* SELECTED EXTRACT
• • •

Although I liked the monkey butler quip I have say that I am beginning to sympathize with professors of the 'brainwash' (...or rather victim of effective rhetoric) theory.  It's because you are not responding to rational replies to your objections.

I think it's fine that you vote with you conscience.  All I'm saying is I don't think we're really having a conversation here.  What's happening is that you have voiced objections, they have been replied to, and rather than reply to them in turn ...you just restate your position.

I'm sure you're a cognizant and reflective voter but I have to ask,[edit] in this particular conversation [end edit]; 'Is it a wonder that the 'brainwash' theory is carrying so much currency?


----------



## a_majoor (12 May 2005)

camochick said:
			
		

> I'm not against any one party, I am sure that every party has it's good and bad points. I just don't like the conservatives, I never have and I never will. I don't know if i have to put this in french for people to get or what. It's not because I think they are evil, or because I like the liberals, or because I have been brainwashed. *They do not reflect my morals or my values.* I don't think they would best represent me. If others want to vote conservative, then go right ahead. That is the great thing about being in a democracy ,we all have the right to chose.



God help us if the LIBERALS reflect our morals or values....

Frankly it is difficult to see how a rational person can respond to these sorts of statements. They are obviously driven by emotion rather than fact (as a read of the Conservative Party convention papers would have shown). If only the Conservative party really went on a drive to sell these policiy proposals to the public and let people see for themselves (as opposed to hearing the Liberal whisper campaign version) then we would hear far less of this sort of statement from anyone.

• • •

* SUPPLIED MATERIAL

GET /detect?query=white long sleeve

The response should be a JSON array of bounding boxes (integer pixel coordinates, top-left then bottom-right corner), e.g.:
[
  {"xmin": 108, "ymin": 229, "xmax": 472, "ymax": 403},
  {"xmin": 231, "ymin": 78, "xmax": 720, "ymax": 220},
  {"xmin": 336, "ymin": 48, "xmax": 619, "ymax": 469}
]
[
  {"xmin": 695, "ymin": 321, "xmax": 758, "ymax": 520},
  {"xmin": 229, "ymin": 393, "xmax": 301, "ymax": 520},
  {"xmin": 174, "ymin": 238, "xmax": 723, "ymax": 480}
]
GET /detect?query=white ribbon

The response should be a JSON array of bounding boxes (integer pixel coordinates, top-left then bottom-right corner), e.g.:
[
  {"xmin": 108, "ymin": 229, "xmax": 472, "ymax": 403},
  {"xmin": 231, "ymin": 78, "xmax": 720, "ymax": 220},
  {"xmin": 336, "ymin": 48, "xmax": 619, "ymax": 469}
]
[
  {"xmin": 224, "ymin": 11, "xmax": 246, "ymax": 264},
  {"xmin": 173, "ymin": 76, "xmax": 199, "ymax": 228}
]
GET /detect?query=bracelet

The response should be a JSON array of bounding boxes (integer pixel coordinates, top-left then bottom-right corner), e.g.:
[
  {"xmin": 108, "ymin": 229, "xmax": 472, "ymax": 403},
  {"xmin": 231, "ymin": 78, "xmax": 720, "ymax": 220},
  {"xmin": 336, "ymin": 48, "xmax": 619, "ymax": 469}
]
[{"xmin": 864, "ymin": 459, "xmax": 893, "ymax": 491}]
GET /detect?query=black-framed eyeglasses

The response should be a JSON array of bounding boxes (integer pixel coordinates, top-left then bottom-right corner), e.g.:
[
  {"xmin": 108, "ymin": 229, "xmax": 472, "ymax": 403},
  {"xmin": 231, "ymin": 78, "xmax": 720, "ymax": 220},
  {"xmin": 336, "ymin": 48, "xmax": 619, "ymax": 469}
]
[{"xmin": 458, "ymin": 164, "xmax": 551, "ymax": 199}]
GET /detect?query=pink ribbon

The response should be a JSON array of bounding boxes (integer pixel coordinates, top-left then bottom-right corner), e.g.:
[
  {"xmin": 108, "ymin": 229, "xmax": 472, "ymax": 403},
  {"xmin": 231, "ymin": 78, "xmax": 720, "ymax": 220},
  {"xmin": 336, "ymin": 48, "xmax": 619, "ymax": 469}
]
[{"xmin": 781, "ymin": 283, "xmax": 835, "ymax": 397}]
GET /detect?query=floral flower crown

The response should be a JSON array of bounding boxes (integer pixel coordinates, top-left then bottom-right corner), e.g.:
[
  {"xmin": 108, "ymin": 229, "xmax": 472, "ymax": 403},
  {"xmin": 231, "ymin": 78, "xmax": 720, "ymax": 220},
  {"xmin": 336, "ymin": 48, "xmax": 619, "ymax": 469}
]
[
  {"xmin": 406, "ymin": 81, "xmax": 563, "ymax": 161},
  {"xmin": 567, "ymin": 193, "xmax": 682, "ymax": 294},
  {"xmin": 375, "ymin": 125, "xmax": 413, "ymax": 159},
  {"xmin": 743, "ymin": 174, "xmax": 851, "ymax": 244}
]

• • •

* ACTIVITY LIST
[1] In the forum thread about voting, what does a_majoor say would have shown that the quoted statements are driven by emotion rather than fact?
[2] Write the next part of the forum thread about voting, starting after its last sentence.
The records are not used in any of these tasks.

* ANSWER SECTION
[1] A read of the Conservative Party convention papers.

[2]
As for who is promoting these "spun" versions of the Conservative platform, kindly look to the Canadian MSM, which dilligently ignores stories like Adscam, Shawinigate, the Billion Dollar Boondoggle, Mr Dither's private doctor (who also runs a thriving private clinic for those of you who would like to avoid waiting lines) and so on until they become simply impossible to ignore. Even then, the memory hole closes like a trap door, any bets to how fast the Gomery Inquiry would have vanished from the media radar after the report came in (about 1.5 seconds, lots of time for Mr Dithers to have covered his tracks in the begged for "30 days after the report").

Final analysis; if you don't want to vote for a particular party, then be up fron as to what you are looking for and which party actually represents YOUR morals and values. If it turns out to be the Marxist Lenninists, then fine. If you find there is no exact match, then start reading the platforms very closely to see what is promised, then look to the historical record to see if they have delivered in the past. 

Analogies are useful: for a taste of Jack Layton's NDP, read up on Bob Rae's Ontario (or look at Jack's Coup attempt on the budget). How many Liberal "Red Book" promises ever came to pass? Mike Harris and Brian Mulroeny actually did the things they said they would do (which turns out to be a negative in politics, cest la vie).

We still live in a notional democracy (even if the Liberal govenment refuses to leave now trhey have been ousted by Parliament), so do the work and make a difference by voting. People who are not service members can make an even bigger bang by working for their chosen party, so get out there people!


----------



## Joe Blow (12 May 2005)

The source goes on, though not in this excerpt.